***** Provided data
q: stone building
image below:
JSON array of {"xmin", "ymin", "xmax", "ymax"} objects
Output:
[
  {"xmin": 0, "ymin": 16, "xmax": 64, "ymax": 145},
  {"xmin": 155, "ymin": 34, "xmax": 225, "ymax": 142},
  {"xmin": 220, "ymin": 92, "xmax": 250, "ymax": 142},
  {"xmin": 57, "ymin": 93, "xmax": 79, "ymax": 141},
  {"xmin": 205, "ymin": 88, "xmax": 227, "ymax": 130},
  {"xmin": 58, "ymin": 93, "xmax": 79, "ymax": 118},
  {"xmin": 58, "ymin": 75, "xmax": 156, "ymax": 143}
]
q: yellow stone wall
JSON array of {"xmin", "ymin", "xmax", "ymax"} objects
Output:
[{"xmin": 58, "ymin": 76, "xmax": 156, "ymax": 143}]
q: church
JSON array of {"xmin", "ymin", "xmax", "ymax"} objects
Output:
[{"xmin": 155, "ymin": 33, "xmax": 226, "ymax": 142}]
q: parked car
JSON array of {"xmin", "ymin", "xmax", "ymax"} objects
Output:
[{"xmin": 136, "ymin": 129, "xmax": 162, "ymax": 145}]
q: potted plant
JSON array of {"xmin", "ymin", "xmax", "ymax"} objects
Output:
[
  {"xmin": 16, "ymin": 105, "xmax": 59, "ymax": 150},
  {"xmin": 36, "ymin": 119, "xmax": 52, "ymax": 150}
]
**********
**Task**:
Return every entry above with nothing altered.

**Exercise solution**:
q: stone building
image below:
JSON array of {"xmin", "ymin", "xmax", "ymax"} objects
Output:
[
  {"xmin": 0, "ymin": 16, "xmax": 64, "ymax": 145},
  {"xmin": 155, "ymin": 34, "xmax": 225, "ymax": 142},
  {"xmin": 220, "ymin": 92, "xmax": 250, "ymax": 142},
  {"xmin": 57, "ymin": 93, "xmax": 79, "ymax": 141},
  {"xmin": 205, "ymin": 88, "xmax": 227, "ymax": 130},
  {"xmin": 58, "ymin": 93, "xmax": 79, "ymax": 118},
  {"xmin": 58, "ymin": 75, "xmax": 156, "ymax": 143}
]
q: yellow stone wall
JSON array of {"xmin", "ymin", "xmax", "ymax"} objects
Output:
[{"xmin": 58, "ymin": 76, "xmax": 156, "ymax": 143}]
q: church
JSON array of {"xmin", "ymin", "xmax", "ymax"} objects
Output:
[{"xmin": 155, "ymin": 33, "xmax": 226, "ymax": 142}]
q: parked car
JSON array of {"xmin", "ymin", "xmax", "ymax"} objects
Output:
[{"xmin": 136, "ymin": 129, "xmax": 162, "ymax": 145}]
q: potted plant
JSON array of {"xmin", "ymin", "xmax", "ymax"} objects
Output:
[
  {"xmin": 16, "ymin": 105, "xmax": 59, "ymax": 150},
  {"xmin": 36, "ymin": 119, "xmax": 52, "ymax": 150}
]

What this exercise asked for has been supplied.